§ **EXERCISE DATA**
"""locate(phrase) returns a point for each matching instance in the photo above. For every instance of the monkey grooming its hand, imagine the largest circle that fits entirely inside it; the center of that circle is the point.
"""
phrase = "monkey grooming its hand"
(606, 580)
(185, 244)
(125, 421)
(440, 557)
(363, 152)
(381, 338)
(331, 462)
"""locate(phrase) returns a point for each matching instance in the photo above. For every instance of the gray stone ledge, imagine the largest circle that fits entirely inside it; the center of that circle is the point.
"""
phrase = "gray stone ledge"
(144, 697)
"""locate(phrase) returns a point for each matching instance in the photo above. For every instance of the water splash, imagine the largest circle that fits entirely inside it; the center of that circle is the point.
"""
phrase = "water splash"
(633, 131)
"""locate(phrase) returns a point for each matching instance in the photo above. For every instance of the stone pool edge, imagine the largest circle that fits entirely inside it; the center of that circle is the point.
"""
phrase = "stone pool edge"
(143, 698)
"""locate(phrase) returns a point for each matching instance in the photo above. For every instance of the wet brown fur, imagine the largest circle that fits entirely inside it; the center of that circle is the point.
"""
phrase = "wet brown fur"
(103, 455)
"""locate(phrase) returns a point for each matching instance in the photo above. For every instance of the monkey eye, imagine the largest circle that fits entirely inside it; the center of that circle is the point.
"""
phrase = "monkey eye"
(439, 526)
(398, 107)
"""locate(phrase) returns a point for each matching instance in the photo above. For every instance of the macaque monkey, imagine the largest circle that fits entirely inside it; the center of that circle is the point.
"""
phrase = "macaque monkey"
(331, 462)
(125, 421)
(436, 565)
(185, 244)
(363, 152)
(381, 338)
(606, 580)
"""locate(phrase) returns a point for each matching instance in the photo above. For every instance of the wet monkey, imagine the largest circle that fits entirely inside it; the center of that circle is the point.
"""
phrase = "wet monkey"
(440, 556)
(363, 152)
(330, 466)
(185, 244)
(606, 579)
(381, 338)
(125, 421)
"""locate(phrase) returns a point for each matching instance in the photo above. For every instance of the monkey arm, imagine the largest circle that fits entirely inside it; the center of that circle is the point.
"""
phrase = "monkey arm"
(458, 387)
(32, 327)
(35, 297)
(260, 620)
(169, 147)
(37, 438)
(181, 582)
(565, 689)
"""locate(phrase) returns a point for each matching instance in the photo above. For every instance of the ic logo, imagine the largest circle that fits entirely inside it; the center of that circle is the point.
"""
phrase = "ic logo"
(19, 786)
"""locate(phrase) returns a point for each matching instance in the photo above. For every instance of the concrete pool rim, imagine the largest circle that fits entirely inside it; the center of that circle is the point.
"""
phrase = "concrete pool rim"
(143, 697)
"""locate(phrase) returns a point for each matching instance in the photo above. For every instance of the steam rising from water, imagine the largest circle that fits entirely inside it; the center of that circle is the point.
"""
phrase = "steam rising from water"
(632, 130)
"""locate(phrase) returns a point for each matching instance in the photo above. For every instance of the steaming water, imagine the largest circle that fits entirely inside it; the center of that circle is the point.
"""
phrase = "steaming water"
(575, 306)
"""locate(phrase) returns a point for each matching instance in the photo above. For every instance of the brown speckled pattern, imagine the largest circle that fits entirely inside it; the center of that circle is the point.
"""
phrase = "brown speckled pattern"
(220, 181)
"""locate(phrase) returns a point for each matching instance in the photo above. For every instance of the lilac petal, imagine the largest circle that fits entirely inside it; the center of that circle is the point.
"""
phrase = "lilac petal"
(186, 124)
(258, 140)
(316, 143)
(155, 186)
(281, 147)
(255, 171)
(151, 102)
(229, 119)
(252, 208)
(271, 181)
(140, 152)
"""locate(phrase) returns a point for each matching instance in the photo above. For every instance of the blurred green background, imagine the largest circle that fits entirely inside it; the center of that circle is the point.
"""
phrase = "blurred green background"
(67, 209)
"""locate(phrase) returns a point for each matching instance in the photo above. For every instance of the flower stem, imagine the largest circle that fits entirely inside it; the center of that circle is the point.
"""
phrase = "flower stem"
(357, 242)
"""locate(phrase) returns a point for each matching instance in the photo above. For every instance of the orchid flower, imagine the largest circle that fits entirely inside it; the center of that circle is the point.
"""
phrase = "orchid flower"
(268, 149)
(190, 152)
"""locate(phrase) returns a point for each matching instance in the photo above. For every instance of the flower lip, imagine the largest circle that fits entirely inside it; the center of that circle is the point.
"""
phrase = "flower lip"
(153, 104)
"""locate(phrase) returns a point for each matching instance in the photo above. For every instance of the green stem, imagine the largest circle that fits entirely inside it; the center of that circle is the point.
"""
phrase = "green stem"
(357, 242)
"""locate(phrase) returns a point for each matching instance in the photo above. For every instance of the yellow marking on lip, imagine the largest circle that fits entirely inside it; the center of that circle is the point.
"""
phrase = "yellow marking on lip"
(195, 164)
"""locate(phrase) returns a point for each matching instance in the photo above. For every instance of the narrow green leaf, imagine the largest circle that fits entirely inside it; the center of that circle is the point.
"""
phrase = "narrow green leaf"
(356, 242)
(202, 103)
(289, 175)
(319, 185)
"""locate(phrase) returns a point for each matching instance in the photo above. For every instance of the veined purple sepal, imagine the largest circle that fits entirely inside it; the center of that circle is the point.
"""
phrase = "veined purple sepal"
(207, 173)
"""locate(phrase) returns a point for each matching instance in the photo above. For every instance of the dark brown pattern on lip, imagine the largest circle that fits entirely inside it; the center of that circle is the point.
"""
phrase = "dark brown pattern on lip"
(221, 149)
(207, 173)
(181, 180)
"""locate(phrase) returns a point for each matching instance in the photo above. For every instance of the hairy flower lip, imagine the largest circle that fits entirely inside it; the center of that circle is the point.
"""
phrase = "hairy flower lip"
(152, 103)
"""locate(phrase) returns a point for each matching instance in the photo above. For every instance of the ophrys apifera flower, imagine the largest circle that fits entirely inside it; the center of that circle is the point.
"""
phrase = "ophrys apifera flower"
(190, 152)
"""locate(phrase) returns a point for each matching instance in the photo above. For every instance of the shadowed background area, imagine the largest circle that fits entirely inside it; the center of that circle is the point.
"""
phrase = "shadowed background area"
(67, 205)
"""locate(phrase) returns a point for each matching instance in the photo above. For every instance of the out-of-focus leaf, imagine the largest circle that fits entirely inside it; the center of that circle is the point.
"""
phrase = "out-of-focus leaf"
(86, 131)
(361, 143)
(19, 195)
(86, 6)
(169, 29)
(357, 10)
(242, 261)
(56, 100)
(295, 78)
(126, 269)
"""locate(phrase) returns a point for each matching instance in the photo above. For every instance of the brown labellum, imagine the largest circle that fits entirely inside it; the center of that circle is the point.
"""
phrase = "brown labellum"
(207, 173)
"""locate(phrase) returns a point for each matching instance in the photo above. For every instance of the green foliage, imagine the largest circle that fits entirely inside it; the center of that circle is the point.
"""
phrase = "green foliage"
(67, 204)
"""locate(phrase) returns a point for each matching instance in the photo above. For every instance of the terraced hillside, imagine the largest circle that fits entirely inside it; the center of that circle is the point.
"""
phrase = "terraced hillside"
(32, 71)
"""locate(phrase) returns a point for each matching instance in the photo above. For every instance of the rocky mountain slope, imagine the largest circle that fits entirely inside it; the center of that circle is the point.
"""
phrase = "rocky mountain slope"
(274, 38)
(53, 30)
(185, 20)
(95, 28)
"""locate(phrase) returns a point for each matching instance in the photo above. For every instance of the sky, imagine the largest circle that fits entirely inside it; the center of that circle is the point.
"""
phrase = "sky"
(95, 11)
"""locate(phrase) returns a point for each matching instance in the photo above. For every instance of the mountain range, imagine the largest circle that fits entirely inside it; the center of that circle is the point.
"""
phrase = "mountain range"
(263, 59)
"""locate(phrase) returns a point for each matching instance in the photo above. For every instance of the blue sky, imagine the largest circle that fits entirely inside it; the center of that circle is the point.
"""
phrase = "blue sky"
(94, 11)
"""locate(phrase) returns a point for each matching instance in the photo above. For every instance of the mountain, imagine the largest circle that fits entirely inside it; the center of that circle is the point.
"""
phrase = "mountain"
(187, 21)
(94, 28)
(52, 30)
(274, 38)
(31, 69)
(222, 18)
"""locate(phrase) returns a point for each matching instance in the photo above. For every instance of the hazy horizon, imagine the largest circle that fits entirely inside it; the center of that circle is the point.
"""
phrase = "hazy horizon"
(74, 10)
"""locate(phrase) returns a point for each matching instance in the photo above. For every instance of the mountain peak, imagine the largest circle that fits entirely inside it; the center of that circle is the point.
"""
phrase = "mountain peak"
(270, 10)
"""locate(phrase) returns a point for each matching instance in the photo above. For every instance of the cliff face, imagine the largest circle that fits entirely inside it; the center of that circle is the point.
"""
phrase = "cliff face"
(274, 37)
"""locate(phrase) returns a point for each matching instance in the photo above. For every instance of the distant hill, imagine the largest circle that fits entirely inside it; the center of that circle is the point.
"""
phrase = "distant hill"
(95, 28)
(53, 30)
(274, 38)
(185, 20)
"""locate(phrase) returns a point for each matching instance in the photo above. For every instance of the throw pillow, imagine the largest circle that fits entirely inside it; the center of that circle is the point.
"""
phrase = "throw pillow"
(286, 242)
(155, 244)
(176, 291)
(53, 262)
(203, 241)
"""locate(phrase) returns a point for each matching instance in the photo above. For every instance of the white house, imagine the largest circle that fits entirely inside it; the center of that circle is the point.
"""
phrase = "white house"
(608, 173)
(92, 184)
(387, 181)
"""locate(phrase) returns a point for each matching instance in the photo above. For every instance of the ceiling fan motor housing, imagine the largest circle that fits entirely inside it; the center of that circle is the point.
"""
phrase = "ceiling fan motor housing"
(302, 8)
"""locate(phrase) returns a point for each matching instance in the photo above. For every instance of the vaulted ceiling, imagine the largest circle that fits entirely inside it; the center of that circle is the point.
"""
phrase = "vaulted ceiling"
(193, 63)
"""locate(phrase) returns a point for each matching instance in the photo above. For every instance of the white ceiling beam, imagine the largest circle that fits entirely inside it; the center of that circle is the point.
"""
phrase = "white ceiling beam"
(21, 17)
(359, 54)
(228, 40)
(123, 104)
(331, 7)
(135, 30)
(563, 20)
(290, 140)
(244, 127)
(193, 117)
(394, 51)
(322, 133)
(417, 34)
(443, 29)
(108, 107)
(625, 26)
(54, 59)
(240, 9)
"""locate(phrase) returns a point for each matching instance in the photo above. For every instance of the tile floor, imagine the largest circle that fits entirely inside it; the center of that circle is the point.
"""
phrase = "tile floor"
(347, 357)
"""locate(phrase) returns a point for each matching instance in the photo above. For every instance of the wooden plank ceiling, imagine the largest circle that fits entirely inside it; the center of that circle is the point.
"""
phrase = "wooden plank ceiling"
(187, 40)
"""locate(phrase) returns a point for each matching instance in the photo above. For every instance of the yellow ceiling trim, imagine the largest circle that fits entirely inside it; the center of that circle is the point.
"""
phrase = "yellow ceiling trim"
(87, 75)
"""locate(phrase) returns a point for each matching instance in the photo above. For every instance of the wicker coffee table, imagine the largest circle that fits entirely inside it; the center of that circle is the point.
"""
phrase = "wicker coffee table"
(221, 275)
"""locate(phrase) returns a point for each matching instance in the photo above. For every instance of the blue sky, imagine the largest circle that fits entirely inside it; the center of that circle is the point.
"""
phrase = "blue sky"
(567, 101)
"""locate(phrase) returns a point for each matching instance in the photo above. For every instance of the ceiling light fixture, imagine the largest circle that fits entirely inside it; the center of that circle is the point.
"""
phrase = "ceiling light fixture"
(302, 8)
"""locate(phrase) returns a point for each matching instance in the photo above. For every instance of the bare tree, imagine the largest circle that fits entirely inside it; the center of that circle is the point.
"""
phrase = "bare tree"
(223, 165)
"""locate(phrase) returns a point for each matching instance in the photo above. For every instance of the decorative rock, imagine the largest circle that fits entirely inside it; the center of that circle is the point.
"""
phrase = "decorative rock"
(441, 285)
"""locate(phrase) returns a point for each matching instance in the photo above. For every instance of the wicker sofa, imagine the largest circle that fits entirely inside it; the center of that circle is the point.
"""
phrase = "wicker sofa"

§ **WORK TASK**
Search the entries for lines with the string "sofa", then report their number alone.

§ **TASK RESULT**
2